# Excerpt to read
-- start --
Astronomy: To catch a cosmic ray

The Pierre Auger Observatory in Argentina has spent almost ten years looking for the source of ultra-high-energy cosmic rays but to no avail. Now the observatory faces an uncertain future.

01 October 2014

Argentina, famed for its beef and wine, is also home to the Pierre Auger Observatory, which uses water-filled plastic tanks spaced across the plains of Pampa Amarilla at the foot of the Andes to search for the origin of ultra-high-energy cosmic rays.

Katia Moskvitch

Each canister is filled with 12,000 litres of purified water, which produces a faint but detectable streak of blue-ish light when a charged particle passes through. Most lie on land owned by local farmers. This tank has been on Anselmo Francisco Jake's land for about two decades.

Katia Moskvitch

In addition to the tanks, the observatory has 27 fluorescence telescopes grouped at four sites around the edges of the array. These telescopes scan the skies for the faint ultraviolet light produced when the high-energy particles rip through the atmosphere.
-- end --
(Data extracted from a collection)
-- start --
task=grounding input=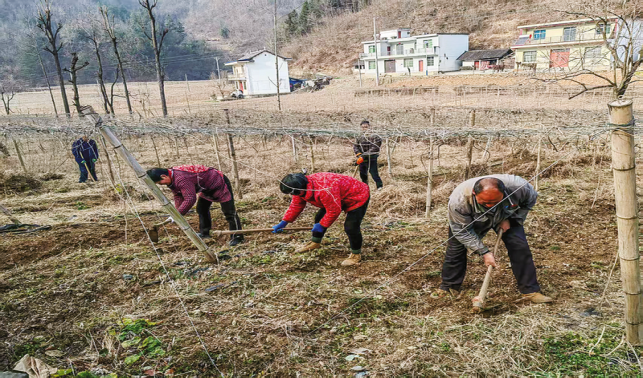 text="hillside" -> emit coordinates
[282,0,569,73]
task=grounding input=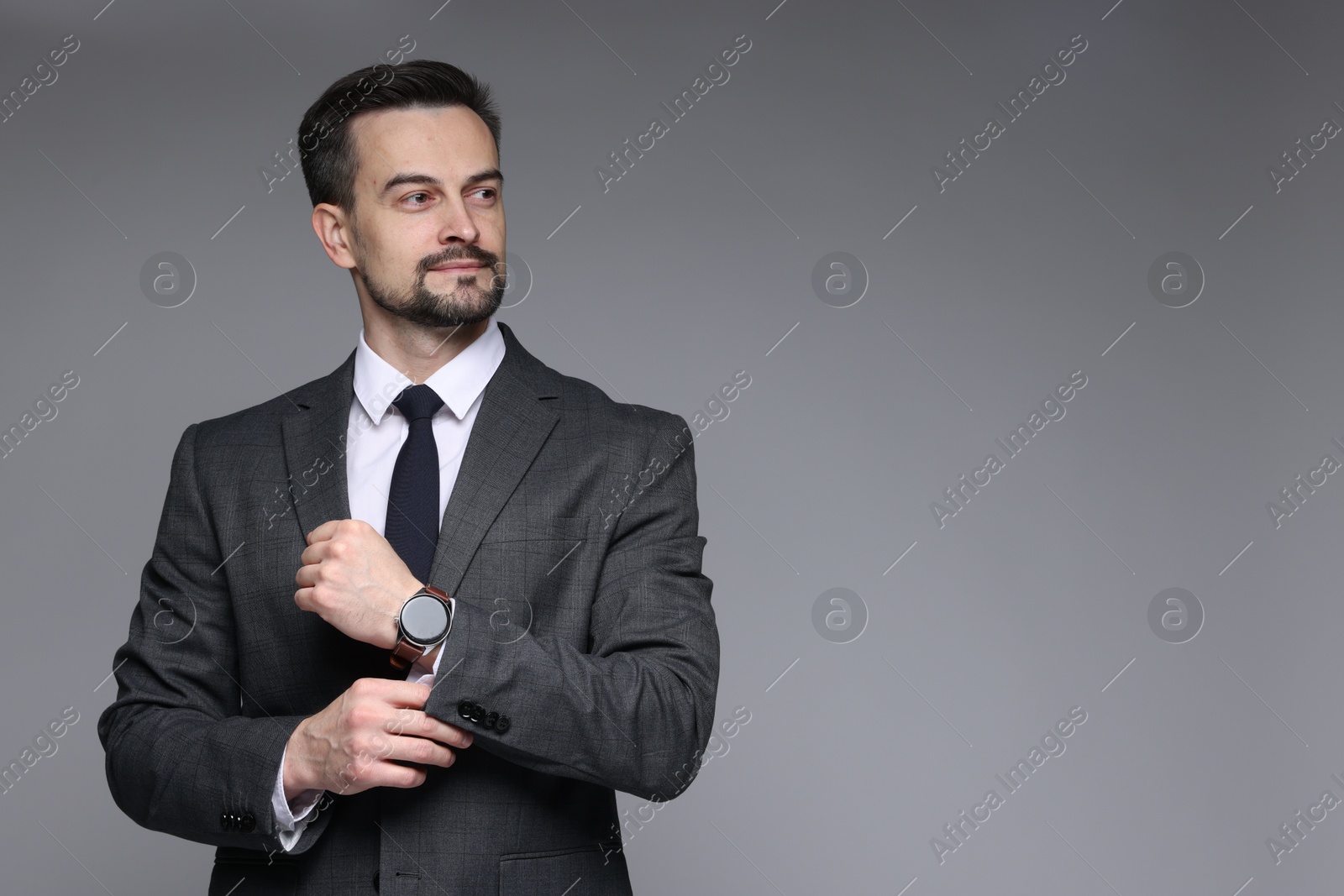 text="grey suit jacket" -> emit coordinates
[98,324,719,896]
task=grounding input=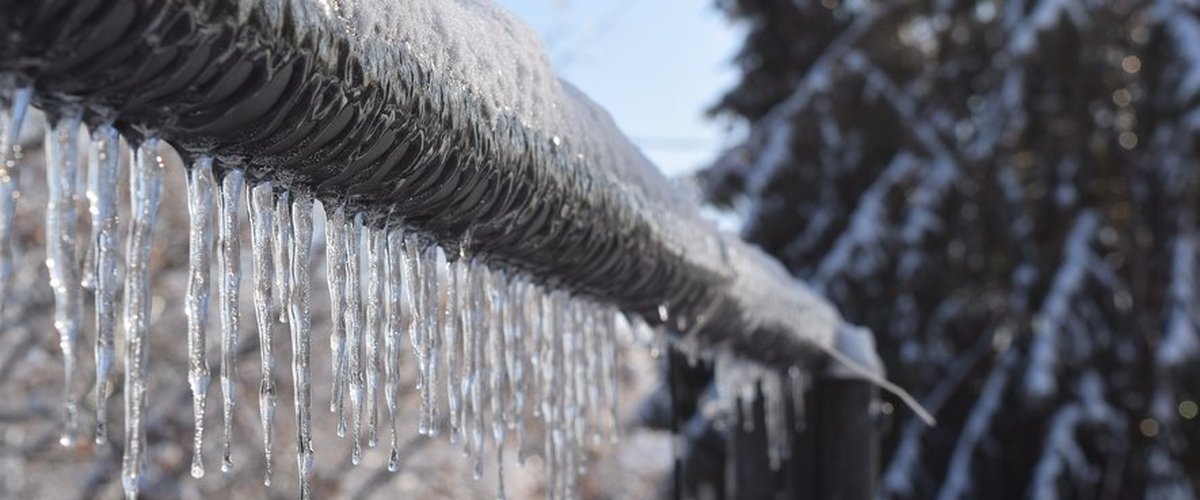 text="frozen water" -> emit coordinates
[0,88,34,311]
[46,110,83,446]
[346,215,366,465]
[87,124,120,444]
[217,168,245,472]
[184,156,216,477]
[247,182,276,486]
[121,135,163,500]
[322,204,348,422]
[285,192,313,499]
[365,225,386,448]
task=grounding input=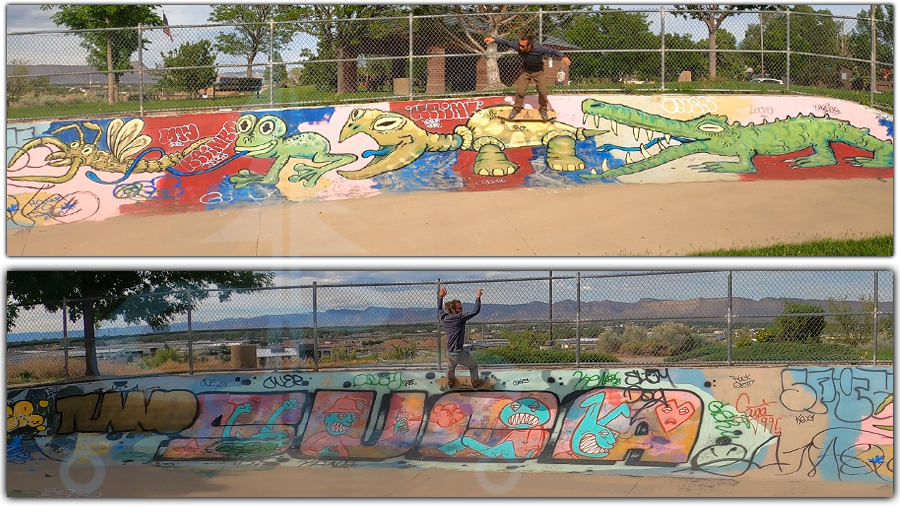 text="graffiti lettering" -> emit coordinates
[56,390,197,434]
[750,107,775,116]
[353,372,403,390]
[263,374,309,389]
[731,374,755,388]
[406,100,484,121]
[216,442,279,456]
[572,371,622,390]
[178,121,237,173]
[780,367,894,422]
[159,123,200,148]
[662,96,719,114]
[200,378,241,388]
[813,102,841,116]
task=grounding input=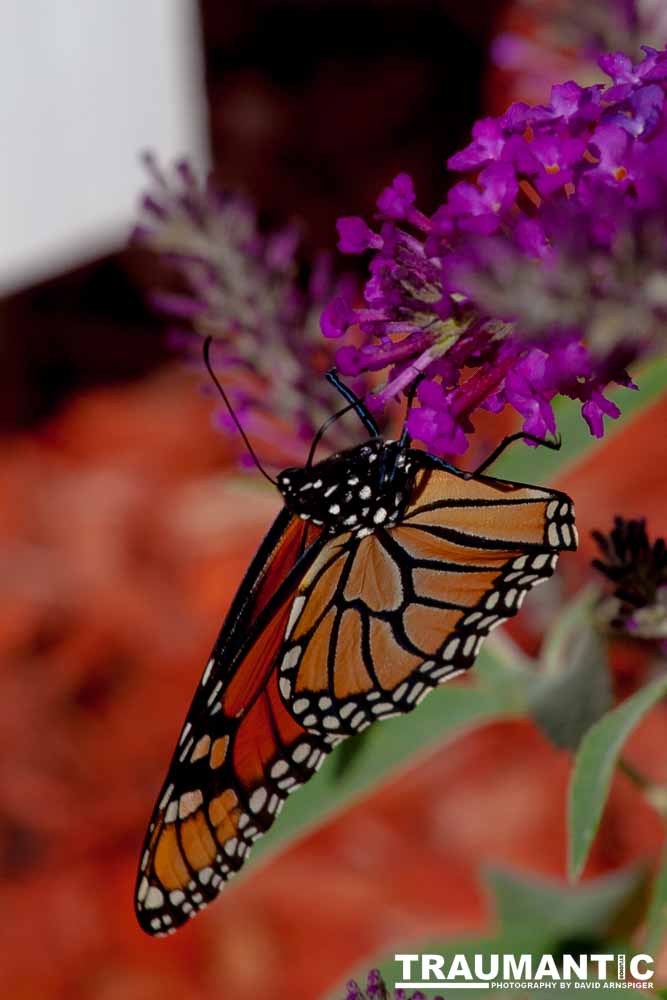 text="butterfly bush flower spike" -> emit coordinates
[593,517,667,650]
[345,969,443,1000]
[134,156,363,464]
[322,48,667,454]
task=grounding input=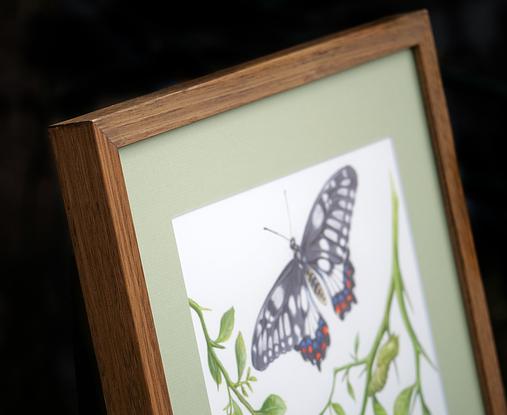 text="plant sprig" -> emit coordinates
[188,299,287,415]
[320,183,433,415]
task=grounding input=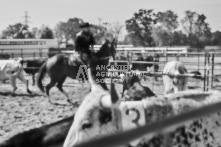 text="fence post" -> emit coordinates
[206,54,210,91]
[21,49,23,59]
[198,52,200,71]
[211,53,215,89]
[203,53,207,91]
[166,47,168,63]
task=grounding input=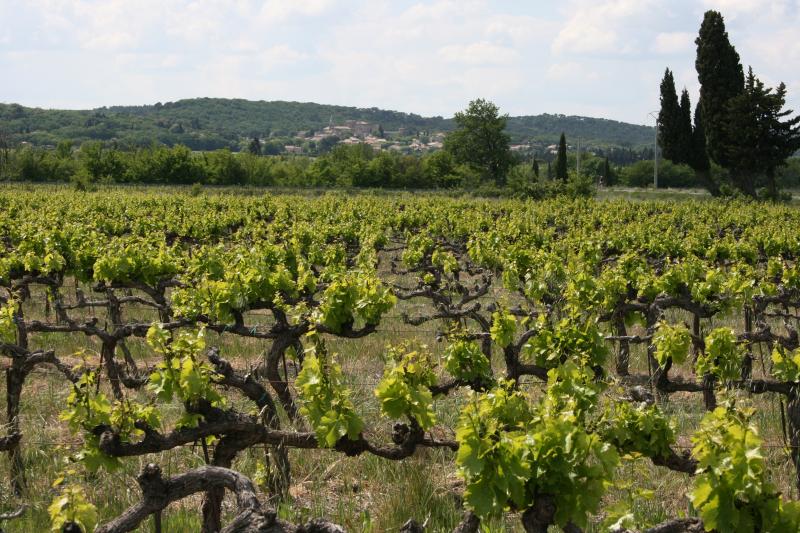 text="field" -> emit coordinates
[0,186,800,533]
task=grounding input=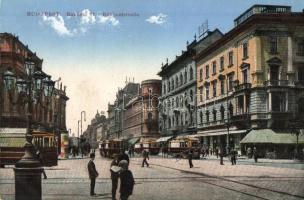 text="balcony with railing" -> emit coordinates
[234,83,251,92]
[295,80,304,88]
[230,113,250,122]
[264,80,294,87]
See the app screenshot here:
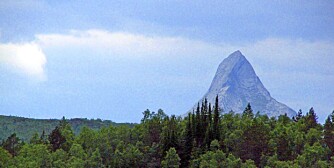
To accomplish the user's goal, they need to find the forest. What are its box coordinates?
[0,97,334,168]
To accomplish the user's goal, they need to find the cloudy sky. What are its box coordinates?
[0,0,334,122]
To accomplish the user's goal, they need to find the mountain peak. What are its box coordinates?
[197,50,295,117]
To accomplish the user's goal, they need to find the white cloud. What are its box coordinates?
[36,30,220,58]
[0,42,46,80]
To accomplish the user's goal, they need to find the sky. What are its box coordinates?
[0,0,334,122]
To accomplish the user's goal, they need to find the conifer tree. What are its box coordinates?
[306,107,318,130]
[324,116,334,158]
[195,103,202,146]
[212,95,220,141]
[242,103,254,118]
[181,113,193,167]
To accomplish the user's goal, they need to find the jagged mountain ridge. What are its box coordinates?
[200,51,296,117]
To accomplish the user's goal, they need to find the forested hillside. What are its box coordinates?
[0,115,134,141]
[0,98,334,168]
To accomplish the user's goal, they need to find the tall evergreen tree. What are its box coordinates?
[324,116,334,158]
[195,103,202,146]
[306,107,318,130]
[242,103,254,118]
[212,95,220,141]
[181,113,193,167]
[292,109,303,122]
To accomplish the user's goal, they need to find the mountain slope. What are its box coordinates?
[200,51,296,117]
[0,115,134,143]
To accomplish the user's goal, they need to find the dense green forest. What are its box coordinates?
[0,97,334,168]
[0,115,135,141]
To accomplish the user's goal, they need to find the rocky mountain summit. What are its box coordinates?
[200,51,296,117]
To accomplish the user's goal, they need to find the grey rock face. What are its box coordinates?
[200,51,296,117]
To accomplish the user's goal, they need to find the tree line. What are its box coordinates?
[0,96,334,168]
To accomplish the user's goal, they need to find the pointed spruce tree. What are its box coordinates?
[212,95,220,141]
[324,116,334,158]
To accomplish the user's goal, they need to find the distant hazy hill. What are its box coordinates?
[0,115,135,141]
[194,51,296,117]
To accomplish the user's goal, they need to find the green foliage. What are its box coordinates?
[0,103,334,168]
[0,115,136,142]
[161,148,181,168]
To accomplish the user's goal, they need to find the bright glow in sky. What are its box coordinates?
[0,0,334,122]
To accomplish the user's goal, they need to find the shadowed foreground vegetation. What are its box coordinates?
[0,96,334,168]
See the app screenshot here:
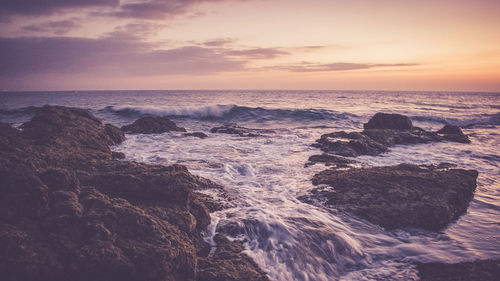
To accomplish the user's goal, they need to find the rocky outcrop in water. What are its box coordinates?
[363,112,413,130]
[210,125,275,137]
[184,132,208,139]
[417,260,500,281]
[0,106,266,281]
[121,116,186,134]
[312,164,478,231]
[436,125,470,143]
[313,113,470,157]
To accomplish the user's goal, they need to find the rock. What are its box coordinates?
[312,131,389,157]
[184,132,208,139]
[312,113,470,157]
[104,124,125,144]
[121,116,186,134]
[313,164,478,231]
[210,125,275,137]
[196,234,269,281]
[417,260,500,281]
[363,112,413,130]
[305,153,357,168]
[436,125,470,143]
[0,106,266,281]
[111,151,125,159]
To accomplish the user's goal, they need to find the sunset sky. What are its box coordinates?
[0,0,500,91]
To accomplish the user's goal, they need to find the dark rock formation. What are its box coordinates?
[363,112,413,130]
[312,113,470,157]
[305,153,357,168]
[184,132,208,139]
[436,125,470,143]
[197,234,269,281]
[210,125,275,137]
[0,106,266,281]
[313,164,478,230]
[122,116,186,134]
[312,131,389,157]
[417,260,500,281]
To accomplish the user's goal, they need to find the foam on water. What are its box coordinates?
[0,91,500,280]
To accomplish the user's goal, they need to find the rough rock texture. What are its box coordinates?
[197,234,269,281]
[417,260,500,281]
[184,132,208,139]
[436,125,470,143]
[313,164,478,231]
[363,112,413,130]
[122,116,186,134]
[210,125,275,137]
[305,153,358,168]
[312,113,470,157]
[0,106,266,281]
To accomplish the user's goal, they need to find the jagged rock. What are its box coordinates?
[210,125,275,137]
[0,106,266,281]
[312,131,389,157]
[305,153,357,168]
[184,132,208,139]
[417,260,500,281]
[312,113,470,157]
[196,234,269,281]
[363,112,413,130]
[312,164,478,231]
[121,116,186,134]
[436,125,470,143]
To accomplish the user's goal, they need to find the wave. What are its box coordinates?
[410,112,500,128]
[100,105,357,122]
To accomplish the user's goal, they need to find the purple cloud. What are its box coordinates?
[23,18,81,35]
[0,0,120,15]
[203,38,236,47]
[0,36,244,77]
[225,48,290,59]
[274,62,419,72]
[110,0,244,19]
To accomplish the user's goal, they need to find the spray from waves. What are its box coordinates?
[410,112,500,128]
[100,105,358,122]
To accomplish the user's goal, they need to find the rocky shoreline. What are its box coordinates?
[0,106,268,281]
[299,113,500,281]
[0,106,500,281]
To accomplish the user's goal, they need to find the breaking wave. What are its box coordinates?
[101,105,357,122]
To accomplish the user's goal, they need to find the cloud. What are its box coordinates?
[0,36,245,77]
[203,38,236,47]
[109,0,244,19]
[0,0,120,15]
[273,62,419,72]
[22,18,81,35]
[225,48,290,59]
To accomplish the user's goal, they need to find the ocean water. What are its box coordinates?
[0,91,500,281]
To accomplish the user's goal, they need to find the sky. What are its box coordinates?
[0,0,500,92]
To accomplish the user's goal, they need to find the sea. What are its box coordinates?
[0,90,500,281]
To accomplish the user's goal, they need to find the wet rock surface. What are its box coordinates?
[313,113,470,157]
[305,153,358,168]
[0,106,264,281]
[210,125,275,137]
[184,132,208,139]
[121,116,186,134]
[196,234,269,281]
[363,112,413,130]
[312,164,478,231]
[417,260,500,281]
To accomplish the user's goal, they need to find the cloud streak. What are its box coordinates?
[0,0,120,16]
[273,62,419,72]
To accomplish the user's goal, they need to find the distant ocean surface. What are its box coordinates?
[0,90,500,281]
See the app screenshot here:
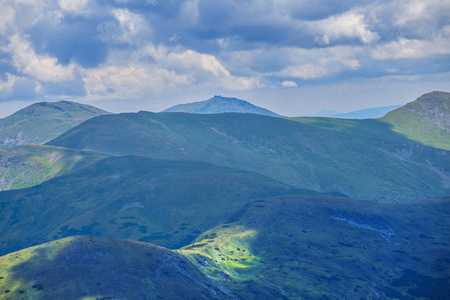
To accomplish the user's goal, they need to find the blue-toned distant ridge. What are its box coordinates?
[163,96,280,117]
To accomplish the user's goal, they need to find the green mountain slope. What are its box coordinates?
[0,157,310,254]
[48,112,450,201]
[0,101,107,149]
[0,236,223,300]
[330,105,401,119]
[380,92,450,150]
[180,196,450,299]
[164,96,279,117]
[0,195,450,299]
[0,145,104,191]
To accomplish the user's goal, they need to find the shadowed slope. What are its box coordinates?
[181,195,450,299]
[0,236,225,299]
[0,157,315,254]
[0,195,450,300]
[49,112,450,201]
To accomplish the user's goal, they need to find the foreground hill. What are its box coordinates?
[381,92,450,150]
[181,196,450,299]
[0,236,223,300]
[0,145,104,191]
[0,101,107,149]
[48,112,450,201]
[164,96,279,117]
[0,195,450,299]
[0,156,308,254]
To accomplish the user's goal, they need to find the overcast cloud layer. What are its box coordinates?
[0,0,450,115]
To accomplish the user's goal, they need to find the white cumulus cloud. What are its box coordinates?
[308,12,379,44]
[2,34,75,82]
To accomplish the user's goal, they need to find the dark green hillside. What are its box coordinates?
[164,96,279,117]
[380,92,450,150]
[0,157,306,254]
[180,196,450,299]
[0,236,224,300]
[0,145,104,191]
[0,195,450,300]
[0,101,107,149]
[48,112,450,201]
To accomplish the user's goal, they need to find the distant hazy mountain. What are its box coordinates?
[381,92,450,150]
[164,96,279,117]
[0,101,107,149]
[330,105,401,119]
[0,236,225,300]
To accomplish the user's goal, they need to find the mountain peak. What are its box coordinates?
[386,91,450,132]
[163,95,279,117]
[380,91,450,150]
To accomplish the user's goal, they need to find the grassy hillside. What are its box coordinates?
[0,236,227,300]
[0,101,107,149]
[0,145,104,191]
[0,195,450,300]
[164,96,279,117]
[180,196,450,299]
[48,112,450,201]
[0,157,310,254]
[380,92,450,150]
-- end --
# Short task A
Answer these questions about the cosmic-ray observatory article:
(i) How much purified water fills each canister?
(ii) How many fluorescence telescopes does the observatory have, and at how many sites are they grouped?
(iii) At the foot of which mountains do the plains of Pampa Amarilla lie?
# Short task B
Write the next part of the cosmic-ray observatory article, picking up after its final sentence.

# Result A
(i) 12,000 litres
(ii) 27 telescopes, at four sites
(iii) The Andes

# Result B
Katia Moskvitch

The cosmic rays never reach the ground. Instead, they hit an air molecule high in the atmosphere, blasting loose billions of secondary particles in an 'air shower' that continues to cascade downwards along the cosmic ray's original path. These air-shower particles are the ones generally detected by Augers 1,600 tanks, shown as yellow dots superimposed over their actual location near the town of Malarge.

Cosmus: Randy Landsberg, Dinoj Surendran and Mark SubbaRao (Univ. Chicago/Adler Planetarium)/AIRES: Sergio Sciutto/PAO (CC BY-SA)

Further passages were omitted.